• Data for processing:

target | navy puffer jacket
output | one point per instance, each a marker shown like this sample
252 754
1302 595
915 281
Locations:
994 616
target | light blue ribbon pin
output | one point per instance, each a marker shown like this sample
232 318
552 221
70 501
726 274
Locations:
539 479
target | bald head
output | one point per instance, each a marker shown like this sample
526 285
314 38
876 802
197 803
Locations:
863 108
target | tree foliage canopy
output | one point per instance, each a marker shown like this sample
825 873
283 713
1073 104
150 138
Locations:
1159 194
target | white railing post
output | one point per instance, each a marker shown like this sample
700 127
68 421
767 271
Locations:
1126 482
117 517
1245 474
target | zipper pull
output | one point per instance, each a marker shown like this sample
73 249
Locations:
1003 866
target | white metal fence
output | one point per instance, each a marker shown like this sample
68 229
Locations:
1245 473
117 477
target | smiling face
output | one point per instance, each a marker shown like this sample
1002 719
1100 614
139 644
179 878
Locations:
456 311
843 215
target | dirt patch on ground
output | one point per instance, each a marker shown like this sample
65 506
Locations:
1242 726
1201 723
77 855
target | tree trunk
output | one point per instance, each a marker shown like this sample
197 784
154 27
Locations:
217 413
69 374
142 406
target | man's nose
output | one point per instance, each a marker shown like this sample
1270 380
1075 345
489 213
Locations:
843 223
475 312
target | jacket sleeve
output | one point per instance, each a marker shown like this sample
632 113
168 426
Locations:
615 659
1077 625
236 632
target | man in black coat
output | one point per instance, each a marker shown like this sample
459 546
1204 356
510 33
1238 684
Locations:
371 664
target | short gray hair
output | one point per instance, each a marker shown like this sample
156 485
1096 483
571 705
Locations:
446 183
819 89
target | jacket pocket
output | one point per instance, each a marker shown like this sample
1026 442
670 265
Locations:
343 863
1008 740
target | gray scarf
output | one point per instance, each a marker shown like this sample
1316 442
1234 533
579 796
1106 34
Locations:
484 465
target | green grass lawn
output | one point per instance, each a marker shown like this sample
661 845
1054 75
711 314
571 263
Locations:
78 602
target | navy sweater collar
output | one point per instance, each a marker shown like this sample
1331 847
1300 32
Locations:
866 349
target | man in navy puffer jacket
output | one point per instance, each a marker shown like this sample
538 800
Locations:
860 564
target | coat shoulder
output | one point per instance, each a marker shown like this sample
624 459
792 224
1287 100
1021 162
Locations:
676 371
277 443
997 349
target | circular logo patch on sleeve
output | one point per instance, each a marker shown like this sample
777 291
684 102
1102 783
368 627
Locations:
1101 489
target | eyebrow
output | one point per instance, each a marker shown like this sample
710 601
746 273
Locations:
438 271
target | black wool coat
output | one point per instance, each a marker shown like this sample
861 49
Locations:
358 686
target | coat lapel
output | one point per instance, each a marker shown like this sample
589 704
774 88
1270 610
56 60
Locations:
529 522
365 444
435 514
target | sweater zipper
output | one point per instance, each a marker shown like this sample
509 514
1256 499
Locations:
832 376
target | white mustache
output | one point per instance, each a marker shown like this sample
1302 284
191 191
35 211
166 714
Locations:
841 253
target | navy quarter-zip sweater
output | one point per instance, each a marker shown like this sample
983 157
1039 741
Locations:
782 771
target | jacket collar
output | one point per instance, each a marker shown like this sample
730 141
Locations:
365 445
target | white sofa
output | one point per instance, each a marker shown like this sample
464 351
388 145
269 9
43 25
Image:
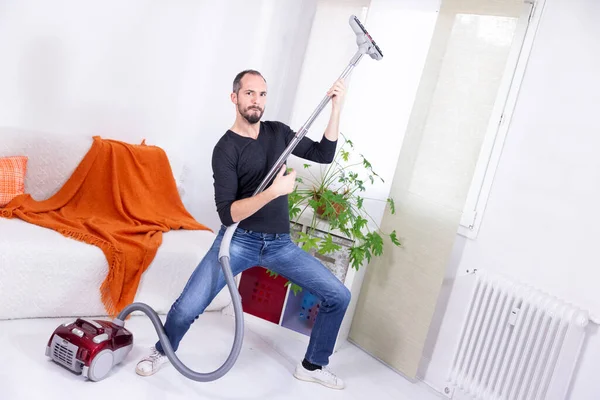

• Goal:
Identify every line in the entries above that contains the word "sleeve" and copy each one out.

• The answer:
target | jacket sleeve
target | circular logo patch on sleeve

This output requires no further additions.